-- Opening Marker --

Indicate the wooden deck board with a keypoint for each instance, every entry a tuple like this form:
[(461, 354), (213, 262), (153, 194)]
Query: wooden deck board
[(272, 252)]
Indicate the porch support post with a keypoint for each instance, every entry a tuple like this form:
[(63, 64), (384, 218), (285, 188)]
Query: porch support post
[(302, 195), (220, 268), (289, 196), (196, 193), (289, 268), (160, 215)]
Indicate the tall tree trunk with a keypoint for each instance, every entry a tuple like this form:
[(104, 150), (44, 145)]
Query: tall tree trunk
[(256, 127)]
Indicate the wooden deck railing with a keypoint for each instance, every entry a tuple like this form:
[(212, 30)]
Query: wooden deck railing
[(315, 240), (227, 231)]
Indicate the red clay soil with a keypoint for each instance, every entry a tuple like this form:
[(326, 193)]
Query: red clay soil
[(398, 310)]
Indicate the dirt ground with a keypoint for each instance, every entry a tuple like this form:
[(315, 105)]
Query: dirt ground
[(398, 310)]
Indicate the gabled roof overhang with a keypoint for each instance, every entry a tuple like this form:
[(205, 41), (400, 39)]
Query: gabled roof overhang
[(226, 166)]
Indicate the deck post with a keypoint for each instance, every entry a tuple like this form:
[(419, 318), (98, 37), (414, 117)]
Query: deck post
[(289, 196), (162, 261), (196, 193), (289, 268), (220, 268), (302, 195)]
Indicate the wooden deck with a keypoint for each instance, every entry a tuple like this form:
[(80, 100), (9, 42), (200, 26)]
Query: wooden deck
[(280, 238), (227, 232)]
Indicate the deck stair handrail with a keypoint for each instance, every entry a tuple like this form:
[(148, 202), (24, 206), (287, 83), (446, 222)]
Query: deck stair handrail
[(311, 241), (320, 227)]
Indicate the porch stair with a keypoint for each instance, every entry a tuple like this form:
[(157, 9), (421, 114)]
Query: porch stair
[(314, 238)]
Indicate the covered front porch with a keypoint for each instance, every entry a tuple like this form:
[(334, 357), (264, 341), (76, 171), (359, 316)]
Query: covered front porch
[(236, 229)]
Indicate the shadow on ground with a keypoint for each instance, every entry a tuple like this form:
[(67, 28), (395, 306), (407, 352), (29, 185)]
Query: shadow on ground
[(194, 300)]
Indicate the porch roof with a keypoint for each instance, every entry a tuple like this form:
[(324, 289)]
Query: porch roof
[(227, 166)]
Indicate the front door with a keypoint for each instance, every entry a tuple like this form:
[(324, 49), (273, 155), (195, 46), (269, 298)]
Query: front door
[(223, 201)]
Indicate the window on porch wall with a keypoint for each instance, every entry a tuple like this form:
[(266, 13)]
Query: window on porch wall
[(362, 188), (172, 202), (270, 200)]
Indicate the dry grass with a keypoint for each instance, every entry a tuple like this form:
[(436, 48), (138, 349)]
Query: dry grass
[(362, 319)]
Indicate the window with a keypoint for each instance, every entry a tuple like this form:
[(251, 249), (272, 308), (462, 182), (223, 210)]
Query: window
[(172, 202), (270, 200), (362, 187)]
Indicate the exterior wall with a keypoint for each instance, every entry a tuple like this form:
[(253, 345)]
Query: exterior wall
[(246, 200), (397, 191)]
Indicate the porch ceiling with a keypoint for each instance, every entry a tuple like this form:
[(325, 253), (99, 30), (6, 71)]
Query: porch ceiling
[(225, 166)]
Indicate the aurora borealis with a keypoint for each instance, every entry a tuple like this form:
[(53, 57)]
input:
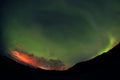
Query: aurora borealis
[(66, 31)]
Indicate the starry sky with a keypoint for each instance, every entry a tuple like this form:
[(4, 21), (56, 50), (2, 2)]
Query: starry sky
[(69, 30)]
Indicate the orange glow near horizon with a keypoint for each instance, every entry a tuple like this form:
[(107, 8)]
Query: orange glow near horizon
[(24, 58)]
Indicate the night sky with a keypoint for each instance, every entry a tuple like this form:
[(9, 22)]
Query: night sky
[(66, 31)]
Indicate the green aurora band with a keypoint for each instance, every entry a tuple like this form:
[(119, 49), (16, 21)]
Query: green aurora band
[(71, 31)]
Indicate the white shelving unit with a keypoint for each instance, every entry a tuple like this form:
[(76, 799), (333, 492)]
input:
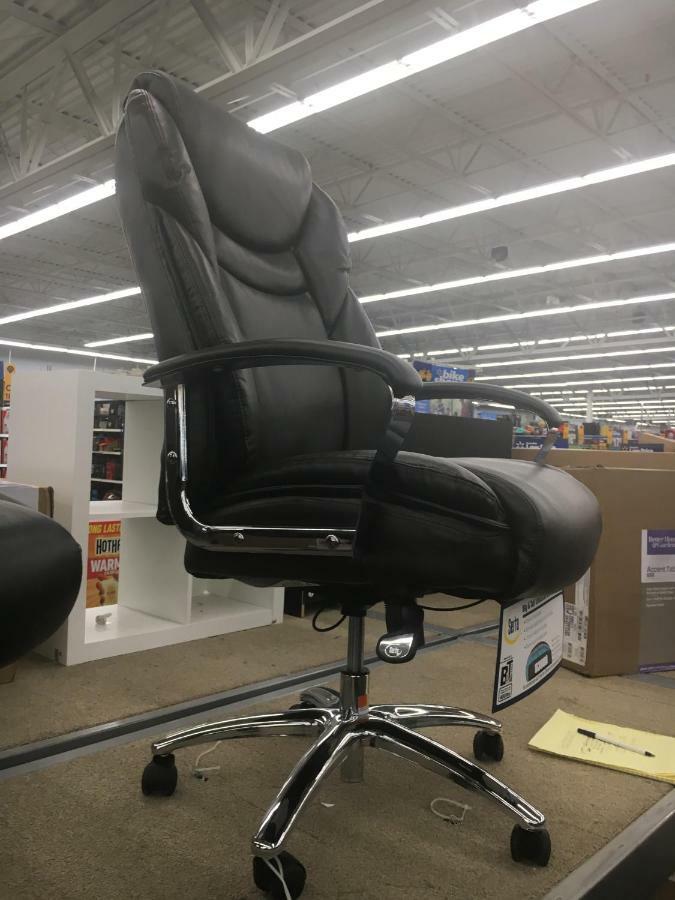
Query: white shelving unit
[(159, 603)]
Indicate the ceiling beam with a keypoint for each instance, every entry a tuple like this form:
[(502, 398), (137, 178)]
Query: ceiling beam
[(36, 20), (76, 38), (276, 66), (217, 35)]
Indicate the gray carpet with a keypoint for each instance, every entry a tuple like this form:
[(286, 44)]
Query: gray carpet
[(82, 830), (61, 699)]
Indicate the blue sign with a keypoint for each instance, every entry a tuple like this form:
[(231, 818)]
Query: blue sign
[(437, 372)]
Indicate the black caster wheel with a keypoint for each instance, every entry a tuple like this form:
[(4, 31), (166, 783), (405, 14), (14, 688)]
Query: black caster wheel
[(294, 874), (531, 846), (488, 745), (160, 776)]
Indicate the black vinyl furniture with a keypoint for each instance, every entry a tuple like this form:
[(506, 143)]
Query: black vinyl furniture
[(40, 578), (283, 462)]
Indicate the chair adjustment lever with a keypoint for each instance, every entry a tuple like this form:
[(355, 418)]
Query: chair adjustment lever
[(405, 635), (397, 647)]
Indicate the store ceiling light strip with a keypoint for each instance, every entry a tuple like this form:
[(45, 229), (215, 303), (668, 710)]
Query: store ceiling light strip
[(559, 266), (465, 41), (126, 340), (549, 189), (442, 51), (510, 345), (572, 358), (72, 351), (563, 384), (562, 372), (56, 210), (532, 314), (70, 304)]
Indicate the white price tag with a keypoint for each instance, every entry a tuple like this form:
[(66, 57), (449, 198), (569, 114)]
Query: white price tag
[(530, 647)]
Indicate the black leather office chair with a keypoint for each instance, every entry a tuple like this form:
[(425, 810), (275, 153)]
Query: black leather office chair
[(39, 580), (282, 462)]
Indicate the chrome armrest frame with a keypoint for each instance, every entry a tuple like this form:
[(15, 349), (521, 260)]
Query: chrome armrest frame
[(255, 539)]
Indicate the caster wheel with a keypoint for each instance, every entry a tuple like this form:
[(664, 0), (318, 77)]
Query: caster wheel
[(294, 874), (488, 745), (160, 777), (531, 846)]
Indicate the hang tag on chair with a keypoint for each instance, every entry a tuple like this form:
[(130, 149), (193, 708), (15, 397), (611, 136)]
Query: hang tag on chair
[(530, 647)]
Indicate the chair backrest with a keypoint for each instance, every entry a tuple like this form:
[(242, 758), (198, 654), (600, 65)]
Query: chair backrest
[(232, 241)]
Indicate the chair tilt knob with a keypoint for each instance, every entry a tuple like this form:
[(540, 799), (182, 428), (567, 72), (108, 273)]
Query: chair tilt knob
[(405, 622)]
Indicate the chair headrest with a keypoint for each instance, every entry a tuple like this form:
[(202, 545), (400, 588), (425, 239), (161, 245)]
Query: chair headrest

-- Closing Marker --

:: ABOUT THIS TASK ::
Exactly as written, give every entry again, but not the pictures.

:: ANSWER ::
Indicate the wooden deck board with a keypoint for each instance, every entry a tuple like this form:
[(461, 354), (213, 262), (153, 194)]
Query: wooden deck board
[(272, 252)]
Indicate the porch support post with a keypoint for each instance, every entry a tuple like this form:
[(63, 64), (384, 218), (285, 188)]
Query: porch support post
[(302, 195), (220, 268), (289, 196), (196, 193), (289, 268), (160, 215)]
Indicate the tall tree trunk with a keypoint for each instance, every entry a tuple like this form:
[(104, 150), (44, 145)]
Query: tall tree trunk
[(256, 127)]
Indicate the wooden deck railing with a keypoint for each instance, every entry a tuple like this form:
[(212, 30)]
Query: wooden deck railing
[(315, 240), (227, 231)]
Indicate the red clay soil with a keypoint for each instance, every entry a tuple like this form:
[(326, 193)]
Query: red clay soil
[(398, 310)]
Indicate the dirt ground with a keypoint for each instance, every entry a tuple like this form:
[(315, 105)]
Query: dirt ground
[(398, 310)]
Indicate the gabled roof overhang with a keypoint for each instance, every entry a tuple like this form:
[(205, 41), (400, 39)]
Query: gabled roof overhang
[(226, 166)]
Indicate the deck post with a keypoint for each instance, every entry a tuple like this form:
[(419, 318), (98, 37), (414, 117)]
Query: deck post
[(289, 196), (162, 261), (196, 193), (289, 268), (220, 268), (302, 195)]
Indicate the wooden deck with a keypoint for each instance, every entry a tuple like this form:
[(80, 100), (9, 42), (200, 26)]
Query: wooden deck
[(280, 238), (227, 232)]
Indicate the deck stair handrail with a keypoint for each instance, every entry a tuple like this form:
[(148, 202), (24, 206), (287, 83), (446, 222)]
Query: deck stair handrail
[(311, 241), (320, 227)]
Indicate the porch stair with a keypoint for each instance, every entry a tuple like this form:
[(157, 9), (421, 114)]
Query: porch stair
[(314, 238)]
Indicate the covered front porch with a keypoint for each instance, every entry a tuple like this form:
[(334, 357), (264, 341), (76, 171), (359, 316)]
Query: covered front porch
[(236, 229)]
Indicate the shadow on ground with a keypoint for each instance, every entry a tuple like this form:
[(67, 28), (395, 306), (407, 352), (29, 185)]
Query: shadow on ground
[(194, 300)]
Indicate the porch roof with a keypoint for each instance, every entry a tuple like this form:
[(324, 289)]
Query: porch roof
[(227, 166)]
Indicate the front door with a keypoint for each instance, every entry a tuple like this form:
[(324, 49), (273, 155), (195, 46), (269, 298)]
Query: front door
[(223, 201)]
Indicate the window on porch wall with a keypoint for each instance, every entry a tuple like this form:
[(266, 13)]
Query: window on porch wall
[(362, 188), (172, 202), (270, 200)]
Indicate the dry grass with a keypoint for each instance, every entry a tuple like this form:
[(436, 48), (138, 349)]
Query: dry grass
[(362, 319)]
Indicate the window with a keypoint for each instance, every entry a tuple like this form:
[(251, 249), (272, 308), (462, 182), (223, 210)]
Query: window
[(172, 202), (270, 200), (362, 187)]
Indicate the exterior wall with a keypoint for each instance, every entry a tuple like this form:
[(253, 345)]
Query: exterior wall
[(246, 200), (397, 191)]
Indicate the porch ceiling with a keypoint for each instance, every entry a tuple like this form:
[(325, 253), (99, 30), (6, 71)]
Query: porch ceiling
[(225, 166)]
Indicate the aurora borealis with a keypoint for each instance, every entry a tuple like this form:
[(53, 57)]
input:
Query: aurora borealis
[(66, 31)]
Indicate the starry sky with a keypoint for each instance, every entry a tuple like this form:
[(4, 21), (56, 50), (2, 2)]
Query: starry sky
[(69, 30)]
Indicate the orange glow near horizon with a keypoint for each instance, every entry a tuple like this form:
[(107, 8)]
Query: orange glow near horizon
[(24, 58)]
Indicate the night sky with a keypoint for each instance, every entry a tuple like this form:
[(9, 22)]
Query: night sky
[(66, 31)]
Indicate the green aurora band with a keypoint for each instance, every entry a tuple like this form:
[(119, 49), (16, 21)]
Query: green aurora band
[(71, 31)]
Indicate the white shelving unit with a keypoint for each instance, every entry a tuple like this form:
[(76, 799), (333, 492)]
input:
Query: white shelving unit
[(159, 603)]
Indicate the ceiling beam with a keypoint for each instance, every entry a tuple like this form:
[(502, 398), (137, 178)]
Query: ceiling beam
[(36, 20), (76, 38), (276, 66), (217, 35)]
Indicate the gray carpet with a keypoint for each instance, every entry a tuple like this form:
[(286, 44)]
Query: gray carpet
[(82, 830), (61, 699)]
Indicate the blue sign with a keypoint for each instance, every entry a tuple like this form:
[(231, 818)]
Query: blue sign
[(437, 372)]
Indicate the black caster wheel with a keypoint for each instance, every entry a tuple like this form:
[(4, 31), (166, 783), (405, 14), (14, 688)]
Query: black caster wheel
[(294, 874), (531, 846), (488, 745), (160, 776)]
Indicate the black vinyl furniture with a keypoint for each instance, every entry a tuple like this form:
[(506, 143)]
Query: black vinyl furniture
[(40, 578), (283, 462)]
Indicate the chair adjustment lever with a keypoint for each instance, every entry a tuple like this form:
[(355, 418)]
Query: chair adjustment lever
[(405, 635), (397, 647)]
Indicate the store ceiling light strip with a keypoint for each instance, every entry a tuple like this form:
[(45, 229), (215, 303), (668, 710)]
Query: store ceiling light strip
[(559, 266), (465, 41), (126, 340), (549, 189), (442, 51), (510, 345), (572, 358), (72, 351), (563, 384), (562, 372), (56, 210), (532, 314), (70, 304)]
Indicate the white price tag with a keypoint for each instance, every entry a tuple like this form:
[(66, 57), (449, 198), (569, 114)]
Query: white price tag
[(530, 647)]
Indicate the black leather office chair with a keypoint for each instance, every entry a tuple like this form:
[(425, 810), (275, 153)]
Query: black leather office chair
[(39, 580), (282, 462)]
Indicate the chrome armrest frame with a keypoint for each instance, every entry a tuple like this form:
[(15, 349), (521, 260)]
Query: chrome armrest frame
[(255, 539)]
Indicate the caster wheel with a keypoint for each instance, every entry a tuple like this form:
[(664, 0), (318, 77)]
Query: caster wheel
[(294, 874), (488, 745), (160, 777), (531, 846)]
Indicate the hang tag on chair with a keypoint for each instance, every entry a tuple like this form:
[(130, 149), (193, 708), (15, 397), (611, 136)]
Query: hang tag on chair
[(530, 647)]
Indicate the chair backrest with a keypoint for each instance, every entry a tuple like this form:
[(242, 758), (198, 654), (600, 65)]
Query: chair backrest
[(232, 241)]
Indicate the chair tilt knob with a keypoint for each instance, every entry a tuple like this form:
[(540, 799), (182, 428), (567, 72), (108, 273)]
Query: chair tilt knob
[(405, 622)]
Indicate the chair headrest with a keypoint for each instance, every entry a tuple like this form:
[(202, 545), (400, 588), (425, 239), (161, 245)]
Query: chair headrest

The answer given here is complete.